* _Collected data entries_
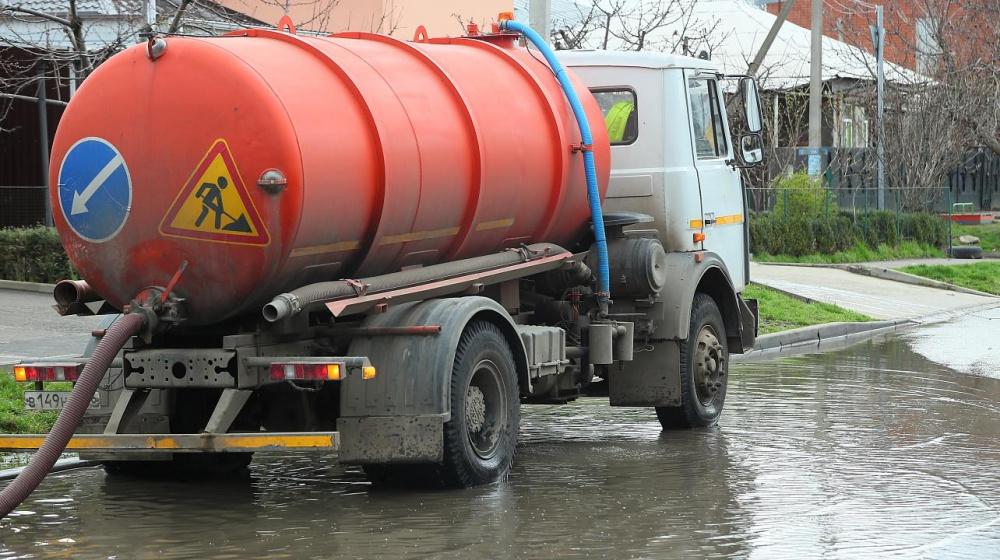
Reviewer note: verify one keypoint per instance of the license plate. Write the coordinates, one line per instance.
(53, 400)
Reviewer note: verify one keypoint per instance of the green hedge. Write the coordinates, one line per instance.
(33, 255)
(796, 235)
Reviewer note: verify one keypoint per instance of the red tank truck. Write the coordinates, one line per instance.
(367, 245)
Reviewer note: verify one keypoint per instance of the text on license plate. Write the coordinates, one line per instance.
(53, 400)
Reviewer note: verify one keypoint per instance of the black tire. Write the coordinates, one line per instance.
(479, 439)
(966, 252)
(704, 372)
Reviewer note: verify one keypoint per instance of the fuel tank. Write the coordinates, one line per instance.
(268, 160)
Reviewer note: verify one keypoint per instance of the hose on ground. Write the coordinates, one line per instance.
(79, 400)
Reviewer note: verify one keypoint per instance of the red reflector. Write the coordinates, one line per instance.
(307, 371)
(46, 372)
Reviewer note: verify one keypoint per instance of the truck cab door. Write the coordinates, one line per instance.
(721, 190)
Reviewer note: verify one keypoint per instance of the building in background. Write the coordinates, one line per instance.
(913, 27)
(399, 18)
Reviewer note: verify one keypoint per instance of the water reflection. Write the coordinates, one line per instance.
(870, 451)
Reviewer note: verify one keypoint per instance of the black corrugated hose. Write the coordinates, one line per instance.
(79, 399)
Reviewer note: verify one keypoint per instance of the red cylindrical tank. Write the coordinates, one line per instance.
(269, 160)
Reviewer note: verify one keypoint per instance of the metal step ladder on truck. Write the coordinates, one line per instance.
(441, 230)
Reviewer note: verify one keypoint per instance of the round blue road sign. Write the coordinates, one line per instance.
(95, 189)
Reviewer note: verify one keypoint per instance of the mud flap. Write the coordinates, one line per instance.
(391, 439)
(399, 416)
(652, 378)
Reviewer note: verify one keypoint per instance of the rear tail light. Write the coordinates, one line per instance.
(307, 372)
(46, 372)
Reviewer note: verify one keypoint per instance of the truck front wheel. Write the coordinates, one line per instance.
(704, 367)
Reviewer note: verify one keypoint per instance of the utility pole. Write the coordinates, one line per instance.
(540, 18)
(43, 140)
(878, 40)
(816, 79)
(772, 33)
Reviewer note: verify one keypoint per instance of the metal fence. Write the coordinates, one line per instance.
(850, 176)
(22, 206)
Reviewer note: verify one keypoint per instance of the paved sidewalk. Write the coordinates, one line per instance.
(877, 298)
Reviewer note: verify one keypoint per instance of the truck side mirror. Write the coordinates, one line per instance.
(751, 105)
(752, 149)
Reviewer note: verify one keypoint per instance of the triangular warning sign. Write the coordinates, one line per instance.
(214, 204)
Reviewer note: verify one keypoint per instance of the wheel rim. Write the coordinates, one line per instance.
(485, 413)
(709, 366)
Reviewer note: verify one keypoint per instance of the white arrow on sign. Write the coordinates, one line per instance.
(81, 198)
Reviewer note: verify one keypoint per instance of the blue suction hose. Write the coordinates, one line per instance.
(593, 194)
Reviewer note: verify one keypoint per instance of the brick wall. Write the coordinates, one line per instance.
(848, 21)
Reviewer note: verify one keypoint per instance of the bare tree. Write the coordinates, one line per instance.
(670, 26)
(934, 117)
(62, 44)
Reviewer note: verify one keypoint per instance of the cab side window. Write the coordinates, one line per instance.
(706, 118)
(621, 114)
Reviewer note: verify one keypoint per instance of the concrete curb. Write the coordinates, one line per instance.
(61, 465)
(816, 338)
(907, 278)
(26, 286)
(816, 334)
(832, 336)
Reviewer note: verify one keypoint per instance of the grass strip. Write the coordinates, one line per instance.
(983, 276)
(779, 312)
(860, 253)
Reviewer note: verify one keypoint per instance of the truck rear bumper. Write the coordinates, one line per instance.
(182, 443)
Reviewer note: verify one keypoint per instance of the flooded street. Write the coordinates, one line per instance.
(871, 451)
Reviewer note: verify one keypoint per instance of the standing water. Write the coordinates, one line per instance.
(871, 451)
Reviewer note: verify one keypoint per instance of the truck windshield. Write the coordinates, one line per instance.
(621, 115)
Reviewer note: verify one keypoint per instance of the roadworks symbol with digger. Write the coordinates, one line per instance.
(214, 204)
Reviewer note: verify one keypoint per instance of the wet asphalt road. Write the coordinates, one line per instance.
(890, 448)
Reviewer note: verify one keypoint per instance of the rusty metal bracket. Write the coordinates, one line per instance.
(360, 288)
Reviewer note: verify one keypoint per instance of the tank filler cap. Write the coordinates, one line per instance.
(272, 181)
(156, 47)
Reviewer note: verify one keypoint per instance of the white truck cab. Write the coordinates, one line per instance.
(672, 156)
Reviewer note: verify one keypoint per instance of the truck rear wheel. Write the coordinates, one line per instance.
(479, 439)
(704, 365)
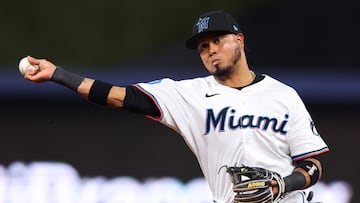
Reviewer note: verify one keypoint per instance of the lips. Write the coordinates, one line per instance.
(215, 62)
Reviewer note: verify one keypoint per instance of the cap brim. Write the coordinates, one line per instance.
(193, 41)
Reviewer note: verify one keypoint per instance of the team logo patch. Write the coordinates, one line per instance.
(203, 24)
(313, 128)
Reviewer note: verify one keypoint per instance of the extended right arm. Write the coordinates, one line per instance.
(93, 90)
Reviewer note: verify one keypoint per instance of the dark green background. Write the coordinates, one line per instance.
(291, 37)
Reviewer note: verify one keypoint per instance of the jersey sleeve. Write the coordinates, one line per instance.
(304, 140)
(169, 101)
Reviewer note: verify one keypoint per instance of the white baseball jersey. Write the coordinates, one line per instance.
(265, 125)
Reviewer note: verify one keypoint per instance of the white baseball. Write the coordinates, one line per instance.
(25, 66)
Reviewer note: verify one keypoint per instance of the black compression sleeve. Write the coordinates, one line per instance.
(140, 103)
(67, 78)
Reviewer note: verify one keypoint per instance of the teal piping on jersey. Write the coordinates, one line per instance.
(154, 100)
(310, 154)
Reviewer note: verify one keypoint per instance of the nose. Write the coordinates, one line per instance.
(213, 48)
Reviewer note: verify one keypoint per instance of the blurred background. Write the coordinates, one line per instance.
(311, 45)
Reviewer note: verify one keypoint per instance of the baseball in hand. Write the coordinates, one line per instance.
(25, 66)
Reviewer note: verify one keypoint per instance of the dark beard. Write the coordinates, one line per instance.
(226, 71)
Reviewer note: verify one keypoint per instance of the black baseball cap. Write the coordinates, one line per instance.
(212, 22)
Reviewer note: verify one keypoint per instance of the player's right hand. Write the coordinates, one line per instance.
(45, 72)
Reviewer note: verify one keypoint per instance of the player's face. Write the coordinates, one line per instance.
(220, 53)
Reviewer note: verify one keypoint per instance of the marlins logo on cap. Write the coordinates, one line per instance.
(203, 24)
(215, 21)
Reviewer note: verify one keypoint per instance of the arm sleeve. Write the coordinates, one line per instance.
(138, 102)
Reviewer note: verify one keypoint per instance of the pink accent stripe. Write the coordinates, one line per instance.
(155, 102)
(304, 156)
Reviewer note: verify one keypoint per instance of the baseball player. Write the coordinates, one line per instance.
(231, 117)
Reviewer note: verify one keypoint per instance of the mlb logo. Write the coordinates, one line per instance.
(203, 24)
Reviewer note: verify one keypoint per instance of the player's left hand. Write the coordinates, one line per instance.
(45, 72)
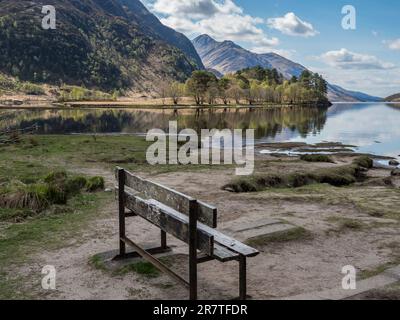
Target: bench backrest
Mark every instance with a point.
(207, 214)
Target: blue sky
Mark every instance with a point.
(308, 32)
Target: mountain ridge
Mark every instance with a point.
(228, 57)
(104, 44)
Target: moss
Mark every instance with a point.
(35, 197)
(364, 162)
(316, 158)
(347, 224)
(143, 268)
(56, 177)
(97, 262)
(335, 176)
(76, 184)
(95, 184)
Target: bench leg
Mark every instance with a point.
(121, 209)
(163, 240)
(242, 278)
(193, 250)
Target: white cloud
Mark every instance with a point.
(394, 44)
(221, 19)
(345, 59)
(292, 25)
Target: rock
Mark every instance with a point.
(396, 173)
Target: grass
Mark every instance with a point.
(344, 224)
(143, 268)
(336, 176)
(369, 273)
(12, 85)
(55, 189)
(20, 241)
(294, 234)
(316, 158)
(75, 93)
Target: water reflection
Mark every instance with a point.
(373, 127)
(267, 123)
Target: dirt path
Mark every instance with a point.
(281, 270)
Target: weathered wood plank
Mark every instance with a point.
(168, 220)
(222, 254)
(207, 214)
(229, 242)
(219, 238)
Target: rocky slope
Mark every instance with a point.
(107, 44)
(227, 57)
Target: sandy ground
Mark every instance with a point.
(281, 270)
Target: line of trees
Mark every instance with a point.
(252, 86)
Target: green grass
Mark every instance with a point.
(316, 158)
(143, 268)
(344, 224)
(75, 93)
(336, 176)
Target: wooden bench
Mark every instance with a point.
(189, 220)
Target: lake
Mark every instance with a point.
(373, 127)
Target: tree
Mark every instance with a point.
(176, 91)
(212, 92)
(223, 86)
(235, 92)
(306, 79)
(198, 84)
(163, 91)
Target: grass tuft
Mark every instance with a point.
(95, 184)
(335, 176)
(316, 158)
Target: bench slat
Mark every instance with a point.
(230, 243)
(222, 254)
(168, 220)
(219, 238)
(207, 214)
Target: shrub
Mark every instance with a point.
(364, 162)
(335, 176)
(95, 184)
(32, 89)
(316, 158)
(75, 185)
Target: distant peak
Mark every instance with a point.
(204, 38)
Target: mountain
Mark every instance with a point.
(228, 57)
(393, 98)
(106, 44)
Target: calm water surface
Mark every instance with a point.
(373, 127)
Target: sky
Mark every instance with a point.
(309, 32)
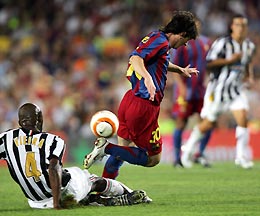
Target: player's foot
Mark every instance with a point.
(242, 162)
(178, 164)
(186, 159)
(202, 160)
(135, 197)
(97, 154)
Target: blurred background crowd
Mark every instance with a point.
(70, 56)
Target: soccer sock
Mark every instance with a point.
(195, 136)
(204, 141)
(113, 188)
(242, 136)
(177, 135)
(132, 155)
(111, 168)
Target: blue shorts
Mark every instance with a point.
(138, 122)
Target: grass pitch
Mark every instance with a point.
(223, 190)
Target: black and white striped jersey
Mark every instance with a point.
(226, 81)
(28, 159)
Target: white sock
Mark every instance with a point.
(113, 188)
(242, 136)
(194, 138)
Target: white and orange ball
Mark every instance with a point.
(104, 123)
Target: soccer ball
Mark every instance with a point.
(104, 124)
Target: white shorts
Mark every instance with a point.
(79, 186)
(212, 109)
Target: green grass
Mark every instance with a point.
(221, 190)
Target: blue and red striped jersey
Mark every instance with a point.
(195, 55)
(154, 49)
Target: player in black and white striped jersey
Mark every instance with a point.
(34, 160)
(229, 61)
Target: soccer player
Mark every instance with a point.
(139, 137)
(34, 160)
(189, 92)
(229, 61)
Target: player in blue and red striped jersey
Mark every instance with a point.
(139, 137)
(188, 93)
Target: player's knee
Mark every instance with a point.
(153, 161)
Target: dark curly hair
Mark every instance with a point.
(182, 21)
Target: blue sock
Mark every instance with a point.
(177, 137)
(132, 155)
(204, 141)
(112, 167)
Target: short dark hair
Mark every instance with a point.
(232, 19)
(30, 117)
(182, 21)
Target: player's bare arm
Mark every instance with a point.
(138, 64)
(187, 71)
(222, 62)
(55, 181)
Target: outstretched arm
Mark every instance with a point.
(138, 63)
(55, 181)
(187, 71)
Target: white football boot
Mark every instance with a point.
(97, 154)
(186, 157)
(242, 162)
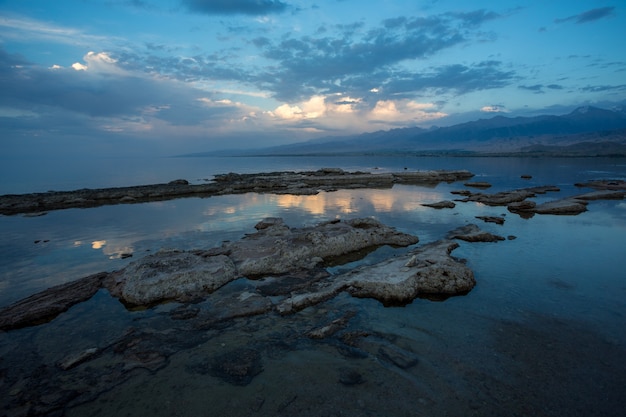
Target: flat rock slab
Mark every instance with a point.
(504, 198)
(277, 249)
(171, 275)
(288, 182)
(472, 233)
(46, 305)
(440, 204)
(425, 271)
(604, 184)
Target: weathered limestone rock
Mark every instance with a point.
(276, 249)
(429, 270)
(171, 275)
(478, 184)
(472, 233)
(604, 184)
(504, 198)
(305, 182)
(440, 204)
(424, 272)
(566, 206)
(491, 219)
(46, 305)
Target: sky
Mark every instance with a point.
(168, 77)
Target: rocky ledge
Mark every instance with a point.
(283, 269)
(288, 182)
(517, 201)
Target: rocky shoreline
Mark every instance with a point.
(265, 277)
(286, 182)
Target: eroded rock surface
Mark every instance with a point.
(288, 182)
(171, 275)
(472, 233)
(275, 249)
(440, 204)
(278, 249)
(425, 271)
(48, 304)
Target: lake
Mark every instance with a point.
(542, 333)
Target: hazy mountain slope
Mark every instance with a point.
(498, 134)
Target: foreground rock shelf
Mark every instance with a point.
(284, 268)
(288, 182)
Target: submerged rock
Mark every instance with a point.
(46, 305)
(472, 233)
(440, 204)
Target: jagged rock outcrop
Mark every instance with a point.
(46, 305)
(278, 249)
(440, 204)
(472, 233)
(423, 272)
(171, 275)
(275, 249)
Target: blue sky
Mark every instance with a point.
(173, 76)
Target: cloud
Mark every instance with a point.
(539, 88)
(249, 7)
(496, 108)
(589, 15)
(320, 65)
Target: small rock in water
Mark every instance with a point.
(350, 377)
(237, 367)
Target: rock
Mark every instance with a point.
(178, 182)
(276, 249)
(601, 195)
(170, 275)
(46, 305)
(423, 272)
(237, 367)
(306, 182)
(331, 328)
(399, 357)
(440, 204)
(472, 233)
(428, 270)
(491, 219)
(604, 184)
(568, 206)
(75, 360)
(504, 198)
(525, 205)
(350, 377)
(478, 184)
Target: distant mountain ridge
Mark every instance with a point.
(546, 134)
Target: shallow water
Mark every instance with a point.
(540, 334)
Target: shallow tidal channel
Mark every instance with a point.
(540, 334)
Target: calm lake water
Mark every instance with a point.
(542, 333)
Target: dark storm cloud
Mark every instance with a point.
(249, 7)
(310, 65)
(589, 16)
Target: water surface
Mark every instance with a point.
(540, 334)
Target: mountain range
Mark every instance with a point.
(586, 131)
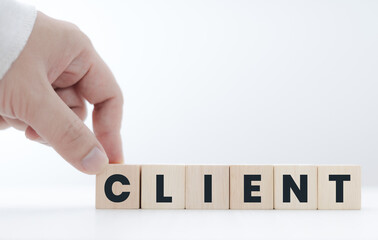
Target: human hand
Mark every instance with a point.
(44, 94)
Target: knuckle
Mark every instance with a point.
(72, 133)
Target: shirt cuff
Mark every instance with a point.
(16, 24)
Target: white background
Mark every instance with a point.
(226, 82)
(214, 82)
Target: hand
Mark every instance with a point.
(44, 94)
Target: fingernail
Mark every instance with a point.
(95, 161)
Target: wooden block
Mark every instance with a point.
(118, 187)
(207, 187)
(339, 187)
(163, 186)
(295, 187)
(251, 187)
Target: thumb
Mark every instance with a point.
(61, 128)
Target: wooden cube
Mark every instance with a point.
(163, 186)
(118, 187)
(295, 187)
(251, 187)
(339, 187)
(207, 187)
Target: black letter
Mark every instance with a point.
(160, 190)
(249, 188)
(339, 185)
(109, 191)
(208, 188)
(288, 183)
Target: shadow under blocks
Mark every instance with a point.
(303, 187)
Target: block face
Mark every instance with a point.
(118, 186)
(288, 179)
(339, 187)
(163, 187)
(213, 179)
(244, 180)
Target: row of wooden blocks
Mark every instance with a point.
(229, 187)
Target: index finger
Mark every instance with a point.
(99, 87)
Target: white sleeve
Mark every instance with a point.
(16, 23)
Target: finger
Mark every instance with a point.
(54, 121)
(73, 100)
(3, 123)
(99, 87)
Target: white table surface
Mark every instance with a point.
(69, 213)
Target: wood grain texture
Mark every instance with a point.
(174, 186)
(295, 172)
(237, 173)
(132, 172)
(195, 187)
(351, 188)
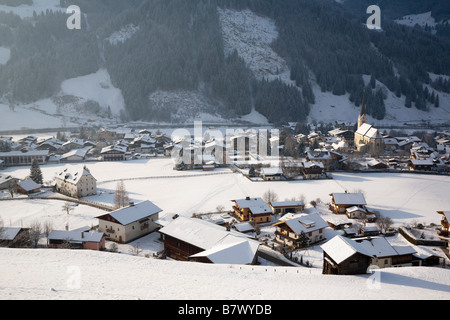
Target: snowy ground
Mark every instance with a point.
(5, 54)
(39, 6)
(404, 197)
(60, 274)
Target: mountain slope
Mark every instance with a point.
(289, 61)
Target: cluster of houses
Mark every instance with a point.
(106, 145)
(214, 241)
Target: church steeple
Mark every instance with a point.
(362, 116)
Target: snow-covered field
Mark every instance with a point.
(39, 6)
(5, 54)
(92, 275)
(96, 87)
(402, 196)
(60, 274)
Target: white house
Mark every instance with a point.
(127, 224)
(76, 182)
(311, 225)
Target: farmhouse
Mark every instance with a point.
(13, 237)
(349, 256)
(128, 224)
(76, 182)
(188, 239)
(283, 207)
(77, 155)
(77, 239)
(343, 256)
(421, 165)
(7, 181)
(113, 153)
(444, 232)
(385, 255)
(291, 231)
(341, 201)
(27, 187)
(272, 174)
(313, 170)
(23, 157)
(252, 209)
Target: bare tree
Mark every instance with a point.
(121, 198)
(383, 223)
(136, 249)
(47, 228)
(35, 233)
(67, 207)
(270, 196)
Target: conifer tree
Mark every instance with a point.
(36, 173)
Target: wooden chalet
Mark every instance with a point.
(272, 174)
(27, 187)
(289, 232)
(188, 239)
(313, 170)
(444, 232)
(354, 256)
(343, 256)
(130, 223)
(77, 239)
(113, 153)
(252, 209)
(14, 237)
(341, 201)
(421, 164)
(283, 207)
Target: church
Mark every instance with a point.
(367, 138)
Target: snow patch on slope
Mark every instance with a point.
(5, 54)
(423, 20)
(39, 6)
(96, 87)
(252, 35)
(123, 34)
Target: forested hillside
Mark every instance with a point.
(178, 45)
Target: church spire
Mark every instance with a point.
(363, 108)
(362, 116)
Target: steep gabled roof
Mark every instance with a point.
(340, 249)
(134, 213)
(305, 223)
(349, 198)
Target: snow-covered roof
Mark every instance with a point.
(298, 203)
(77, 152)
(135, 212)
(379, 247)
(310, 164)
(255, 205)
(9, 234)
(340, 249)
(31, 153)
(79, 235)
(73, 174)
(422, 162)
(305, 223)
(349, 198)
(272, 171)
(114, 148)
(220, 245)
(28, 185)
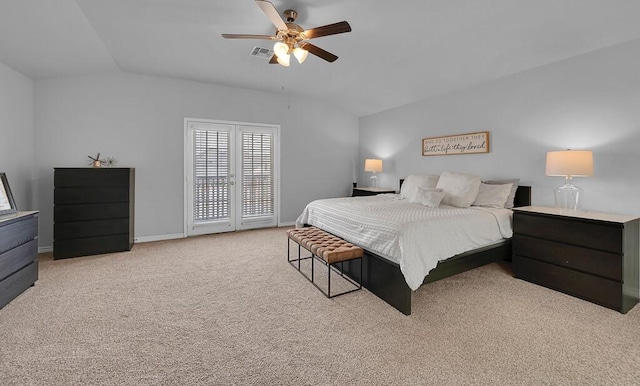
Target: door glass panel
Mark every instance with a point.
(257, 174)
(212, 163)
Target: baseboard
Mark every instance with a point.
(147, 239)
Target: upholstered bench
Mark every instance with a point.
(329, 250)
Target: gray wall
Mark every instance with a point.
(588, 102)
(139, 120)
(16, 135)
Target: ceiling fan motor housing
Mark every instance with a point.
(291, 15)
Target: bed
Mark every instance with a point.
(386, 225)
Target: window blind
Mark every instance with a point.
(257, 174)
(211, 175)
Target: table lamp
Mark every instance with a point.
(373, 166)
(569, 164)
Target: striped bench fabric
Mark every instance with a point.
(327, 247)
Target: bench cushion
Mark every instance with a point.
(328, 247)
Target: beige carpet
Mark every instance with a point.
(228, 309)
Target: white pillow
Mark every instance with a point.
(428, 197)
(460, 189)
(493, 196)
(411, 183)
(512, 196)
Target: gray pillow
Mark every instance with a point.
(512, 195)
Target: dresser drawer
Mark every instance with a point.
(14, 285)
(83, 212)
(597, 235)
(595, 289)
(94, 177)
(608, 265)
(80, 229)
(91, 246)
(66, 196)
(16, 258)
(18, 232)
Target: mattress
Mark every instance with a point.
(412, 235)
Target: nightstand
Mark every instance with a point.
(370, 191)
(592, 256)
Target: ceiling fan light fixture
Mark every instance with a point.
(300, 54)
(284, 60)
(281, 49)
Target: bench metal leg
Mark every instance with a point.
(313, 257)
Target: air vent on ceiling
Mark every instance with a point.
(261, 52)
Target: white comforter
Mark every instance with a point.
(414, 236)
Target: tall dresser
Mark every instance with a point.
(18, 254)
(593, 256)
(93, 211)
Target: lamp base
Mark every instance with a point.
(569, 196)
(373, 181)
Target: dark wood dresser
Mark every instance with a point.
(18, 254)
(593, 256)
(93, 211)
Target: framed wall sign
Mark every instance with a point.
(7, 205)
(470, 143)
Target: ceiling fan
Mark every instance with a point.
(291, 38)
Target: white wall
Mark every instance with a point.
(139, 120)
(587, 102)
(16, 134)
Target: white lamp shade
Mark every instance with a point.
(285, 60)
(281, 49)
(574, 163)
(300, 54)
(373, 165)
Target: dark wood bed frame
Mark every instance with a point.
(384, 278)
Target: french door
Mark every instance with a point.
(231, 176)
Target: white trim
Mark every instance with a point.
(147, 239)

* _Your instructions_
Pick out each line above that includes "lamp" and show it.

* _Solution to the problem_
Target: table lamp
Target: lamp base
Target: white lamp shade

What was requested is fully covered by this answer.